Please copy out the lines below word for word, keeping every number, bracket, and line break unchanged.

• • • • •

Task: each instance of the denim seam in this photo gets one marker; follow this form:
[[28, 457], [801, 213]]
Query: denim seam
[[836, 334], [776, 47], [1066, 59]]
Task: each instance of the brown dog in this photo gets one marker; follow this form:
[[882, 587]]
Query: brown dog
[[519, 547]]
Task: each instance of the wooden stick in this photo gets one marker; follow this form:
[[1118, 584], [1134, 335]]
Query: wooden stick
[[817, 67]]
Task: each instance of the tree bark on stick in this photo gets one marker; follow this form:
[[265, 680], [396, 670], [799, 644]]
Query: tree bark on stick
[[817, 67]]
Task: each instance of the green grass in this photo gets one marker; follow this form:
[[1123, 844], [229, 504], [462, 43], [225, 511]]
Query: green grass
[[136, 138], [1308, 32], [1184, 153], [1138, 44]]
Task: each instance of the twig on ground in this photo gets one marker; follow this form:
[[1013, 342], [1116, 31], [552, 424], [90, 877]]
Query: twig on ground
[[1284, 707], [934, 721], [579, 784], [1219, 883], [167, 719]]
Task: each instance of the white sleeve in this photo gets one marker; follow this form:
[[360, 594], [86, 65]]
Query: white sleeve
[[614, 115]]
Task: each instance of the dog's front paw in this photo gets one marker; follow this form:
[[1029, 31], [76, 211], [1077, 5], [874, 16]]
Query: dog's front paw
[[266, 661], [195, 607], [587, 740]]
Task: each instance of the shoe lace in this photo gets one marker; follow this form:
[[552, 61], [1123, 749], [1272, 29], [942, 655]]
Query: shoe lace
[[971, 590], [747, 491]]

• • • • •

- [Solution to this exercise]:
Task: each instance of the denim seam in this photo gets one marker; follow this form:
[[28, 457], [801, 213]]
Query: denim seam
[[836, 334], [776, 47], [1066, 59]]
Task: each instance of the brown dog in this photo gets one marker; follow this form:
[[882, 587]]
Query: brown dog
[[519, 547]]
Task: each instance of the wooden stick in this photo gets one marker; follow this form:
[[1118, 584], [1134, 335]]
Query: wooden stick
[[817, 67]]
Task: each instance of the tree bark on stick in this photo gets one marker; follow this form:
[[265, 680], [396, 670], [799, 644]]
Query: tree bark on stick
[[817, 67]]
Task: each instance of the green grass in this photo gets one marker; follow this form:
[[1123, 844], [229, 504], [462, 43], [225, 511]]
Query: green grass
[[136, 138], [1308, 32], [1184, 153], [1138, 44]]
Task: each instance of the twig on ground in this photo gets one marker; follow this form:
[[1013, 342], [1116, 31], [552, 424], [90, 877]]
Query: twig on ground
[[1284, 707], [934, 721], [579, 784], [1219, 883], [167, 719]]
Task: each instance of the white sleeve in this photo gets one marker; follow this form:
[[360, 594], [86, 65]]
Query: white sleeve
[[614, 115]]
Task: each instance of the dog's front paw in this photo gets one marker; follow this form:
[[1029, 31], [76, 211], [1077, 5], [874, 16]]
Query: dog's front paw
[[266, 661], [195, 607], [587, 740]]
Task: each instance of the shoe lace in this photo gets one marker; follow this form:
[[552, 61], [1123, 749], [1272, 29], [942, 655]]
Query: shoe lace
[[971, 590], [747, 491]]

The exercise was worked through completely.